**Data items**

○ ○ ○ ○ ○

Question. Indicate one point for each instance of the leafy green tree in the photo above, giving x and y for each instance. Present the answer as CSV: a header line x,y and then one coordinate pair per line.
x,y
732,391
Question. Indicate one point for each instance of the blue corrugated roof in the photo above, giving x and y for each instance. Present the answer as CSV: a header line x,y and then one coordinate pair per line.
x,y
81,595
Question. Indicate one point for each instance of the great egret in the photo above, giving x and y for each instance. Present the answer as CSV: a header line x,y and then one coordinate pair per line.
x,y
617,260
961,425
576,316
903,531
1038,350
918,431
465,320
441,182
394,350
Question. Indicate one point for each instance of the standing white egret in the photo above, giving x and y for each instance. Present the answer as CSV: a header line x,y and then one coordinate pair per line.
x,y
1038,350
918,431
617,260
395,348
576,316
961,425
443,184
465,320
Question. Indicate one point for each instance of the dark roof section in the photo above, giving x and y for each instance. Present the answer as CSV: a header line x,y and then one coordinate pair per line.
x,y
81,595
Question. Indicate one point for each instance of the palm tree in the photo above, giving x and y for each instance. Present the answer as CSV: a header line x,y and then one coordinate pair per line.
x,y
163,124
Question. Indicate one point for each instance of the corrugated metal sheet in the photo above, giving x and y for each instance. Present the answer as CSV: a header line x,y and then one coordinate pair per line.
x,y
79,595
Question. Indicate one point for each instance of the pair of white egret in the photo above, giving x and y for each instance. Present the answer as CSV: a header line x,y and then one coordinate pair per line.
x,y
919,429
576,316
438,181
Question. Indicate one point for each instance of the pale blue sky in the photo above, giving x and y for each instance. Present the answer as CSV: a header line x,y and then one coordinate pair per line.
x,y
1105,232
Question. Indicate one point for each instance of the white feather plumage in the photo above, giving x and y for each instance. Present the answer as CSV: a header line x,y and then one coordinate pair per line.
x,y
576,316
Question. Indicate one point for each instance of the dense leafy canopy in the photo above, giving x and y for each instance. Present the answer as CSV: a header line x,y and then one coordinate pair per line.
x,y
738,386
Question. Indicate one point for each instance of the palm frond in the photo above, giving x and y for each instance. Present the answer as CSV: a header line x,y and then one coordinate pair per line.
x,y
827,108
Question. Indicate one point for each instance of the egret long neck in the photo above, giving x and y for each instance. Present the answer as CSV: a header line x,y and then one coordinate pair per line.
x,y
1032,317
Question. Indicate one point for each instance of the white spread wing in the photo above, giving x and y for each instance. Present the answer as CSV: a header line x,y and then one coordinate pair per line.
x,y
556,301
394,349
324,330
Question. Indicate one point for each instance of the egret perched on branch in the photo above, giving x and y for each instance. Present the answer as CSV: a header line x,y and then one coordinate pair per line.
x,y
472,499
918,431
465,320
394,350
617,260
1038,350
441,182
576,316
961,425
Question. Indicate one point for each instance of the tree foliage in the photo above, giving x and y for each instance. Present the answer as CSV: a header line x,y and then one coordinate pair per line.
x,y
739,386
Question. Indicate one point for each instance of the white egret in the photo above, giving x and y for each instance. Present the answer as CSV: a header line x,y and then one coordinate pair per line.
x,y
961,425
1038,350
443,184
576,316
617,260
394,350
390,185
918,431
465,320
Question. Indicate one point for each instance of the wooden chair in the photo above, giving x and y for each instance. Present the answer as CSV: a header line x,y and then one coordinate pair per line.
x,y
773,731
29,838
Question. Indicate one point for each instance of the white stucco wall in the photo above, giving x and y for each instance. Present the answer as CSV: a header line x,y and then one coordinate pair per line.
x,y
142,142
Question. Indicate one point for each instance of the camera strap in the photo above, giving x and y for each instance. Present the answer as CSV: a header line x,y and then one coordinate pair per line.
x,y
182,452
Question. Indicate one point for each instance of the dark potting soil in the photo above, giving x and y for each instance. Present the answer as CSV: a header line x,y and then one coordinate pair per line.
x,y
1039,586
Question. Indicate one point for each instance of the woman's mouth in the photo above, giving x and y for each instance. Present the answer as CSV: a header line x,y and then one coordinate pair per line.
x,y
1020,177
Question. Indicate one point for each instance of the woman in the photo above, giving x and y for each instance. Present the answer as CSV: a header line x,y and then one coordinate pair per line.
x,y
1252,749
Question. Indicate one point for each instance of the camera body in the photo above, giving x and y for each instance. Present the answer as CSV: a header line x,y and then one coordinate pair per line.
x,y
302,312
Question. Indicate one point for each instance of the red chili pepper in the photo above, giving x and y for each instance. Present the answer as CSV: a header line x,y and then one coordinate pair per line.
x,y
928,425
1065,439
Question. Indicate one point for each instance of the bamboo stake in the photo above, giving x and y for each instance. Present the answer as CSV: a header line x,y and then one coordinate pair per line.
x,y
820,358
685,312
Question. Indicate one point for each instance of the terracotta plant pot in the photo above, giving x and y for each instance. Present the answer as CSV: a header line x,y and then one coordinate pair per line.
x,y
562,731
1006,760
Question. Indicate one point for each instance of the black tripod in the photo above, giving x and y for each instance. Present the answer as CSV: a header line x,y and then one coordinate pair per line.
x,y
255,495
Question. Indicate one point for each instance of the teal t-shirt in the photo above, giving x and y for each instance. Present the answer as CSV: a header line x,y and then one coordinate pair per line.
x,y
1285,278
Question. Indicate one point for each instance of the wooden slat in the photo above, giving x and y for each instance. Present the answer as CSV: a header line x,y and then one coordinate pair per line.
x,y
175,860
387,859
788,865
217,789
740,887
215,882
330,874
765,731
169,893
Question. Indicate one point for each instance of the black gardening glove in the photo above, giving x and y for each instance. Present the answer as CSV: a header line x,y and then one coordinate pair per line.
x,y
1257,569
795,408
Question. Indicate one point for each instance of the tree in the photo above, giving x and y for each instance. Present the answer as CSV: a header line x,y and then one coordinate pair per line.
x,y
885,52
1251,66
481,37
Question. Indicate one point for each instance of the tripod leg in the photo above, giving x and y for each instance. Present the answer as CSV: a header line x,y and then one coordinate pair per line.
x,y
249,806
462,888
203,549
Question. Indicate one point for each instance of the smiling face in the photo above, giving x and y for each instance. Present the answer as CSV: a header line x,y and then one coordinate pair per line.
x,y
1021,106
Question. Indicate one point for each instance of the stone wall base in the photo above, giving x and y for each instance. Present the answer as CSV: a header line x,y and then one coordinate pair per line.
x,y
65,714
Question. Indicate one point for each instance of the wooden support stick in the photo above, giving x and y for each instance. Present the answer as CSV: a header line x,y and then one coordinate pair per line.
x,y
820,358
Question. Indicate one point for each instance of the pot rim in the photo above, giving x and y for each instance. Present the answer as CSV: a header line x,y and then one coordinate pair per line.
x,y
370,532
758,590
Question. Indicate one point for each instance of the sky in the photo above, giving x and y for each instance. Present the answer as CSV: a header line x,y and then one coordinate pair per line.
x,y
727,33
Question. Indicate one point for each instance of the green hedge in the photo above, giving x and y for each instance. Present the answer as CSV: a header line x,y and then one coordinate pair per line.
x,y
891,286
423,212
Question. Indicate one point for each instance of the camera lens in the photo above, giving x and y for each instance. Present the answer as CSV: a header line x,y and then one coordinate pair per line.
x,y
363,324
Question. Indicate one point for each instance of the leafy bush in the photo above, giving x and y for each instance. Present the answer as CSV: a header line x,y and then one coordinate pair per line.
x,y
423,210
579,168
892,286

○ ○ ○ ○ ○

Your task is to transcribe the material exactly.

**The completed task**
Question. Indicate one point for each instance of the leafy green tree in the photo above, giving x and y for each instance. Present the answer as CSV: a header line x,y and then one coordinate pair per line.
x,y
732,391
Question. Indicate one point for each instance of the blue corrugated roof in the photo above, giving x and y for each instance. Present the answer as CSV: a header line x,y and then one coordinate pair per line.
x,y
81,595
Question. Indicate one point for each instance of the great egret in the photo above, giving x and y for each instance. Present the answer as CSV: a header line x,y and then one coordinate pair per line.
x,y
617,260
961,425
576,316
903,531
1038,350
918,431
465,320
441,182
394,350
Question. Indicate one point for each instance of the standing white egret in the photo above, giving x and y for each instance. Present the answer as CSV: a header line x,y and then one coordinate pair per line.
x,y
1038,350
918,431
617,260
395,348
576,316
961,425
443,184
465,320
Question. Indicate one point for each instance of the dark roof section in the photo above, giving x and y for each instance. Present the answer as CSV: a header line x,y and then one coordinate pair per line.
x,y
81,595
Question. Indicate one point for each instance of the palm tree in the photo above, giving x and y for each instance. Present the answer as CSV: a header line x,y and then one coordinate pair per line.
x,y
163,124
Question. Indicate one point for each instance of the corrugated metal sheet in the photo above, giving x and y for each instance. Present the answer as CSV: a header line x,y and then one coordinate pair per line.
x,y
79,595
Question. Indicate one point for each instance of the pair of white egret in the photo above, giving x and y for each instance. Present the answer as CSV: a header line x,y and then one coordinate pair per line.
x,y
919,429
576,316
438,181
Question. Indicate one point for each instance of the pale blue sky in the photo above, giving x and y for each instance. Present the answer as CSV: a header line x,y and then one coordinate pair per line.
x,y
1105,232
Question. Indicate one point for each instance of the white feather plumage in the photo above, giving x and y for each instance. Present the answer as CSV: a header line x,y and then one coordinate pair per line.
x,y
576,316
Question. Indicate one point for each instance of the dense leafy canopy in the photo above, giving x and y for each instance. Present the answer as CSV: a header line x,y and then one coordinate pair per line.
x,y
738,386
Question. Indicate one point for each instance of the palm frond in the photo above, giving x and y for each instance. Present the answer as CSV: a header line x,y and then one coordinate pair per line.
x,y
827,108
Question. Indicate one point for each instance of the egret long neck in the photo above, giving x and y for each instance. Present the answer as CSV: a header line x,y and then one coordinate pair per line.
x,y
1032,317
Question. Indicate one point for each instance of the white spread wing in the photo above, giving x and y for each instance. Present the answer as CSV: a header line x,y and then one coordinate pair per line.
x,y
556,301
394,349
324,330
Question. Indicate one point for each instance of the egret perched on branch in the photo above, giving x and y for each instance. Present the answer as CSV: a header line x,y and then one coordinate pair per line.
x,y
472,499
918,431
465,320
394,350
617,260
1038,350
441,182
576,316
961,425
Question. Indicate one point for each instance of the tree foliage in the photo above, giving x and y for each instance. Present the answer as CSV: a header line x,y and then one coordinate pair per line.
x,y
739,386
Question. Indicate one point for each instance of the white egret in the photo above, giving x and y for each instance. Present the answer as CSV: a header line x,y and then one coordinate pair per line.
x,y
961,425
1038,350
443,184
576,316
617,260
394,350
390,185
918,431
465,320
Question. Indicate one point for each instance of the wooden chair in the photo above, giving x and y for each instance. Present the answer as CSV: a header line x,y and then one coordinate pair per line.
x,y
773,731
29,838
Question. Indicate one point for each instance of the white stucco wall in the photo above, giving x and y for each instance. Present the answer as CSV: a header line x,y and then one coordinate pair per line.
x,y
142,142
Question. Indicate one point for each instance of the camera strap in the photo above, giving x and y for each instance. Present the answer as CSV: a header line x,y and then one coordinate pair per line.
x,y
182,452
Question. Indicate one point for each instance of the dark potting soil in the photo above, giving x and y for each instance. Present the answer as CSV: a header line x,y and then one coordinate pair per line.
x,y
1039,586
Question. Indicate one point for each instance of the woman's mouth in the photo above, giving x and y for each instance. Present the answer as CSV: a header line x,y and then one coordinate pair per line.
x,y
1020,177
Question. Indicate one point for each instance of the woman in the photo above, giving x and y for each instance. Present the answer as CSV: a header line x,y and then one coordinate pair per line.
x,y
1252,749
Question. Indicate one point for each instance of the camera body in the photo above, giving x and y for each instance. Present the answer as CSV: a header line x,y and then one coordinate pair per line.
x,y
302,312
Question. Indicate one point for each instance of the red chili pepper in the photo above, giving x and y for each instance. Present the answer as CSV: a header line x,y and then one coordinate pair per line.
x,y
928,425
1065,439
Question. Indicate one point for each instance of the bamboo stake in the photo above, giving x and y for each instance. Present the answer as CSV: a header line x,y and then one coordinate pair per line.
x,y
820,358
685,312
Question. Indicate one point for each instance of the terracotta plant pot in the photo above, giving x and y for each instance. Present the answer as CSV: a header line x,y and then one coordinate pair per line.
x,y
562,731
1006,760
Question. Indicate one point for each instance of the black tripod in the photo above, giving x and y for each instance. Present the answer as CSV: a header line x,y and then one coordinate pair per line.
x,y
255,495
Question. Indicate one point for each instance of the teal t-shirt in the photo above, giving x and y for each instance. Present the answer as CSV: a header line x,y and then one coordinate pair per line.
x,y
1285,278
Question. Indicate one point for each instance of the wooden slat in the photo above, giving x and y for each instance. Present the answer as CSV: a header line x,y and then one coordinate pair per line.
x,y
175,860
387,859
788,865
217,789
740,887
215,882
330,874
765,731
169,893
Question. Indicate one point for each instance of the black gardening glove in the photo above, giving x and y for each instance. Present the answer as CSV: a header line x,y and then one coordinate pair per line.
x,y
1257,569
795,408
Question. Indicate one point for each instance of the tree in the photo above, giving x and y for each instance. Present the answer as CSV: a header line x,y and then one coordinate pair per line.
x,y
885,52
1251,66
481,37
Question. Indicate one point for each instance of the tripod leg in the photo above, giving x and y for each instance. Present the answer as CSV: a header line x,y and then one coordinate pair per line.
x,y
249,806
462,888
203,549
Question. Indicate one point for each instance of the smiling face in the photo above, giving x and y for each instance. Present the answer as CSV: a header line x,y and then one coordinate pair per line.
x,y
1021,106
Question. Indicate one point for each instance of the stone wall base in the photo above, giving x and y for each instance. Present the answer as CSV: a header line x,y and then one coordinate pair per line.
x,y
65,714
Question. Indicate one point for each instance of the wooden support stick in the photo above, giving x and y for each instance. Present the answer as CSV: a header line x,y and then one coordinate pair per line.
x,y
820,358
Question. Indicate one point for each instance of the pot rim in the photo above, giving x and y for each instance. Present the answer as CSV: a header line x,y and then one coordinate pair per line.
x,y
370,532
758,590
Question. Indicate one point for each instance of the sky in the photo above, giving x and y for each instance. Present the answer as CSV: a header line x,y and then one coordinate pair per line.
x,y
727,33
Question. Indicate one point for each instance of the green hedge in the photo above, giving x and y for each instance. Present the answer as CSV: a header line x,y and then one coordinate pair per line.
x,y
891,286
423,212
Question. Indicate one point for each instance of the camera lens in the photo above, giving x and y for each instance. Present the answer as CSV: a header line x,y and then one coordinate pair per line.
x,y
363,324
Question. Indicate one point for each instance of the leafy bush in the photo above, giving x and y for each instance. Present the answer as CSV: a header line x,y and then one coordinate pair per line.
x,y
423,210
579,168
892,286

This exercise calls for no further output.